EXERCISE BRIEF:
Every entry below is to be copied word for word, with its pictures removed.

(Beginning of EXTRACTED DATA)

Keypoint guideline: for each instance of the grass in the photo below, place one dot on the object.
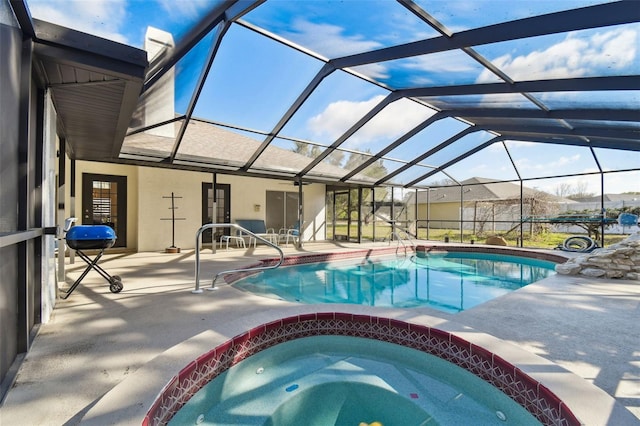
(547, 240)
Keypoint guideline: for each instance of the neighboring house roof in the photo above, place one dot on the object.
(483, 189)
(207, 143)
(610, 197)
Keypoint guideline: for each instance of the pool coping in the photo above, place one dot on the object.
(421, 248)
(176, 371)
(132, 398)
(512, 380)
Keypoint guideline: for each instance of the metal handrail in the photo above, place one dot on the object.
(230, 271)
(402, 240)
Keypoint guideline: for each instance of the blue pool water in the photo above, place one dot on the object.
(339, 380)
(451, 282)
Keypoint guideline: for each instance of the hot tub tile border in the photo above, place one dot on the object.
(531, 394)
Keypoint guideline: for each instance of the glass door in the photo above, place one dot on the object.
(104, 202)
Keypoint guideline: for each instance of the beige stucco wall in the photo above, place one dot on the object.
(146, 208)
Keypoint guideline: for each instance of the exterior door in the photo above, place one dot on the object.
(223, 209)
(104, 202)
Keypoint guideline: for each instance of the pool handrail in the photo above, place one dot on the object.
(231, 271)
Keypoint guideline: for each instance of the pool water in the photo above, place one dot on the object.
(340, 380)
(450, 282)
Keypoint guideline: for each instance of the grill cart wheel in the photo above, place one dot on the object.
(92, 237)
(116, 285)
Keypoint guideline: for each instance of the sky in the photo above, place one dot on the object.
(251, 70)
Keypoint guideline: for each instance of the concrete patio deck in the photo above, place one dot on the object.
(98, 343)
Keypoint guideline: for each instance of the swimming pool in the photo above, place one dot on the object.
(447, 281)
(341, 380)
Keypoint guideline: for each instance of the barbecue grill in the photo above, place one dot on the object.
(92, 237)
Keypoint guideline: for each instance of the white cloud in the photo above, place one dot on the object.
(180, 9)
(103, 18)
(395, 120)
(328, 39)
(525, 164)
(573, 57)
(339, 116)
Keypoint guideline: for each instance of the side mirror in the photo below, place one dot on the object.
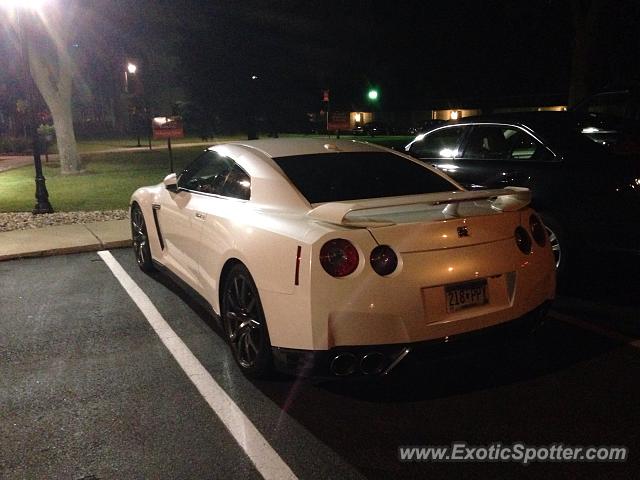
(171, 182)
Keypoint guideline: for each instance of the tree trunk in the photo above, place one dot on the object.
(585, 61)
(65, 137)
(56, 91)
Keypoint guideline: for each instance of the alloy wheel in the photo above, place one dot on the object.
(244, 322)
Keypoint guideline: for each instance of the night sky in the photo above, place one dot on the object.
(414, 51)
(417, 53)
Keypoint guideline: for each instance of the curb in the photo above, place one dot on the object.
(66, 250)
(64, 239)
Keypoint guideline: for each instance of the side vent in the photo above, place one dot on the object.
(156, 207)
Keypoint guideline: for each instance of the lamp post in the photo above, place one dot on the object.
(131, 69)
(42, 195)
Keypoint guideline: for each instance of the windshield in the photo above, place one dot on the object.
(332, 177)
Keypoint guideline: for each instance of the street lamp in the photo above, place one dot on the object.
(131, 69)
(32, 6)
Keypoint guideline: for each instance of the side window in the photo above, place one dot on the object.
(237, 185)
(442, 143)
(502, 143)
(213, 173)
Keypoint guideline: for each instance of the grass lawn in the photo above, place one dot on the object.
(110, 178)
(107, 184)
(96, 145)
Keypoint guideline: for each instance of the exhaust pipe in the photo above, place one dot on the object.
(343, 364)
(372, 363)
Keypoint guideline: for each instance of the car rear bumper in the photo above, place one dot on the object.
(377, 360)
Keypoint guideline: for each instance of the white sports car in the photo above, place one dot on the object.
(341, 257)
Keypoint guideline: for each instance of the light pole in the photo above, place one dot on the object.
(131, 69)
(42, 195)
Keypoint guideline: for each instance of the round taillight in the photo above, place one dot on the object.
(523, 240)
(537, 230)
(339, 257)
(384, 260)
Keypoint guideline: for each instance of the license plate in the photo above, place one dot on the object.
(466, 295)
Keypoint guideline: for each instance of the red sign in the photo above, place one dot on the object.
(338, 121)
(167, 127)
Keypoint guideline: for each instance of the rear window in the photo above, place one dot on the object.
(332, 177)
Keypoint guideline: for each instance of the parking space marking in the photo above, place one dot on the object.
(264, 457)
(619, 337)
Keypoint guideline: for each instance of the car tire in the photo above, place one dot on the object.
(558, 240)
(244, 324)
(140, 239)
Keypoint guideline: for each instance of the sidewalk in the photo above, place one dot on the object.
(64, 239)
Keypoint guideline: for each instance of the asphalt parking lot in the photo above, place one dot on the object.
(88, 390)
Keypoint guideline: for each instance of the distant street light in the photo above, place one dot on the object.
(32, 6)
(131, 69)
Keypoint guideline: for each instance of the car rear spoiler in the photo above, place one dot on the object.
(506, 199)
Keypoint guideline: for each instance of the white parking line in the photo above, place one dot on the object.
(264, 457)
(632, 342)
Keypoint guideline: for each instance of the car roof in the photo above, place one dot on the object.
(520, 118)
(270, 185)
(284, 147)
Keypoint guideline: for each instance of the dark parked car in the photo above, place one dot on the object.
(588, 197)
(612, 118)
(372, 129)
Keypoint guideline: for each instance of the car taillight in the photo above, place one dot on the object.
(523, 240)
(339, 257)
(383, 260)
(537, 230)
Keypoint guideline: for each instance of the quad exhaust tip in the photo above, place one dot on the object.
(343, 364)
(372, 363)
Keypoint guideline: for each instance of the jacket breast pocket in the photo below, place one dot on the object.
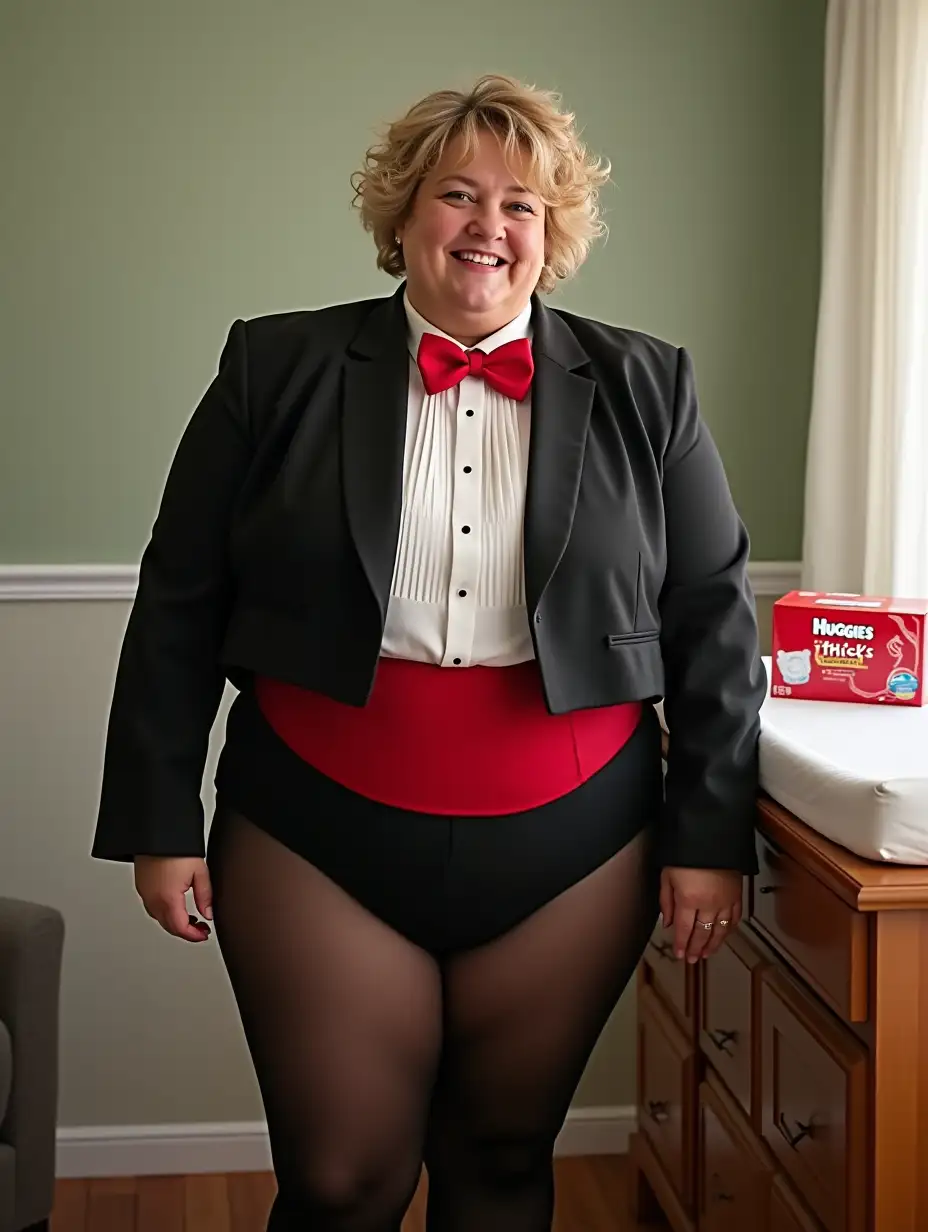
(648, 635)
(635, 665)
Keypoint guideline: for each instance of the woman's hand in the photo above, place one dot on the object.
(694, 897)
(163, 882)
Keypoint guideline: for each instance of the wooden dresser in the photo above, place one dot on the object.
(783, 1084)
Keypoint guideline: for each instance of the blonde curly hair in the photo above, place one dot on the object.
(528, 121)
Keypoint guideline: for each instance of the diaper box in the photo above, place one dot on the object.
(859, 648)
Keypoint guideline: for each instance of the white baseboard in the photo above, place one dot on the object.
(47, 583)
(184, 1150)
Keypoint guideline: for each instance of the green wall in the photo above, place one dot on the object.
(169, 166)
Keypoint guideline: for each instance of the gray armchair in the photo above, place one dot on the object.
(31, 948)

(End of EXTRACTED DATA)

FINAL ANSWER:
Keypoint guideline: for each instance of the grass in the photo below, place one dot on the object.
(547, 240)
Keypoint guideline: for each instance of the neighboring house roof in the photo above, place one dot on the object.
(483, 189)
(207, 143)
(610, 197)
Keypoint guideline: for each instance of the pool coping in the photo above, place one dot on the object.
(421, 248)
(176, 371)
(132, 398)
(512, 380)
Keypoint guideline: for each instance of the metal handrail in the photo above, place one dot on the object.
(230, 271)
(402, 240)
Keypoint guideline: for each instance of the blue pool water in the photo above, place one dot on the object.
(339, 380)
(451, 282)
Keypoint guideline: for each instance of the hot tub tile border in the photo above, place one dot on the object.
(531, 394)
Keypoint guideline: for each instance of the glass door in the photo above, place one dot on the object.
(104, 202)
Keypoint guideline: for each instance of the beige stucco wall in the photo above, place one dot on the object.
(146, 208)
Keypoint guideline: for each instance of the exterior door in the photo above, place one dot on the object.
(223, 209)
(104, 202)
Keypoint guideline: for each instance of the pool handrail in the photo above, place one dot on the object.
(231, 271)
Keypoint guideline: for each instance of the pool water in the photo above, place one dot on the object.
(340, 380)
(450, 282)
Keypoint guideline: for each instance of the grill cart wheel in the photo above, place one dot on the object.
(92, 237)
(116, 285)
Keypoint guideline: for each instance of the sky in the photo above, place one dot on the object.
(251, 70)
Keypoint guideline: for each instance of the concrete patio deck in the photo above, place one dot on the object.
(98, 343)
Keypoint guideline: for each instance of the swimming pool in the photo above, place one dot on the object.
(447, 281)
(341, 380)
Keypoint guideline: for each instance of the barbecue grill in the photo above, place one dot on the object.
(92, 237)
Keypoint guideline: for each instance of the white cloud in the photo above, place one dot on the object.
(180, 9)
(103, 18)
(395, 120)
(328, 39)
(525, 164)
(573, 57)
(339, 116)
Keypoint guideline: for each instance of the side mirror in the photo below, place one dot on the object.
(171, 182)
Keypoint guideline: for each instance of the tree trunk in the photo above, place one dot on the object.
(585, 61)
(65, 137)
(56, 91)
Keypoint guideline: for each instance of the alloy wheel in the photo above, place one dot on the object.
(244, 322)
Keypoint guideline: for each instance of the night sky in the photo above, place one dot on the object.
(414, 51)
(417, 53)
Keypoint guideline: for each instance of the curb in the photo above, place one dot on the object.
(66, 250)
(64, 239)
Keypoint guideline: for each instance of the side vent in the photo above, place one dot on the object.
(156, 207)
Keypoint guideline: for each instance of the lamp post in the photo above, place one dot on the object.
(131, 69)
(42, 195)
Keypoint guideline: for each instance of the windshield in the photo above, place one dot on the object.
(332, 177)
Keypoint guideline: for each instance of the street lamp in the photo above, place one dot on the object.
(131, 69)
(32, 6)
Keypoint guideline: for each instance of the side window in the photo above, place one dot on the object.
(237, 185)
(442, 143)
(502, 143)
(213, 173)
Keypoint guideline: for each instance of the grass lawn in the photo above, place one dot on the object.
(110, 178)
(107, 184)
(96, 145)
Keypoint guideline: for each instance of the exhaust pipe in the photo above, place one dot on the object.
(343, 364)
(372, 363)
Keypoint guideline: for each instance of the car rear bumper in the photo above, place one dot on the object.
(377, 360)
Keypoint guideline: for each instance of the white sports car in the photo above, place one dot on the object.
(341, 257)
Keypoint guideline: for each instance of the light pole in the photo above, place one dot on the object.
(131, 69)
(42, 195)
Keypoint guideline: for each instance of the round taillight in the photo above, place one dot on the object.
(523, 240)
(537, 230)
(339, 257)
(384, 260)
Keypoint guideline: for each instance of the license plate in the photo above, place one dot on the object.
(466, 295)
Keypoint guideline: for each instance of the red sign in the photo above, place one dot on the object.
(338, 121)
(167, 127)
Keypoint guideline: for each instance of the rear window in the photo above, place one dot on the object.
(332, 177)
Keypoint guideline: for each instance of the parking space marking in the photo above, place one dot on the object.
(264, 457)
(619, 337)
Keypoint guideline: for each instance of the car tire in the photo above, place one dot on the object.
(558, 240)
(244, 324)
(140, 239)
Keypoint guideline: for each instance of the sidewalk in the photo above, place one dot on the object.
(64, 239)
Keypoint guideline: for each instance of the asphalt parking lot in the photo above, place one dot on the object.
(88, 390)
Keypoint guideline: for each instance of the distant street light in the photo above, place one dot on the object.
(32, 6)
(131, 69)
Keypoint guideline: for each instance of the car rear spoiler in the photo above, place one dot on the object.
(506, 199)
Keypoint guideline: for each instance of the white parking line in the photo above, place one dot on the object.
(264, 457)
(632, 342)
Keypoint guideline: for each instance of the car roof in the photo above, place one dot on the object.
(520, 118)
(270, 185)
(284, 147)
Keypoint guideline: for each instance of the dark parked car in the photo above, place one dot on the object.
(588, 197)
(612, 118)
(372, 129)
Keypoint guideline: for each instance of the car taillight in the photo above, place one dot on the object.
(523, 240)
(339, 257)
(383, 260)
(537, 230)
Keypoint guideline: for each instance of the quad exhaust tip in the photo above, place one dot on the object.
(343, 364)
(372, 363)
Keypoint guideline: for each instance of the jacket breast pocket in the photo below, place one dot on the object.
(648, 635)
(635, 665)
Keypoint guideline: for each instance of the woman's hand in the photo above, place one dot on the object.
(694, 897)
(163, 882)
Keypoint guideline: for each instance of the wooden dresser in the photo above, place one dot on the object.
(783, 1084)
Keypoint guideline: for each instance of the blonde curly hair in the photo above, place one dot on the object.
(528, 121)
Keypoint guideline: for each instance of the diaper box in the photo above, place one dot on the object.
(859, 648)
Keypoint guideline: for each instance of the white baseboard in the photo above, place one dot on the object.
(47, 583)
(184, 1150)
Keypoint guideline: for each instance of the green wall in the photo above, place one dot on the object.
(169, 166)
Keypoint guideline: for each instance of the gray armchair in the photo above, place one dot on the object.
(31, 948)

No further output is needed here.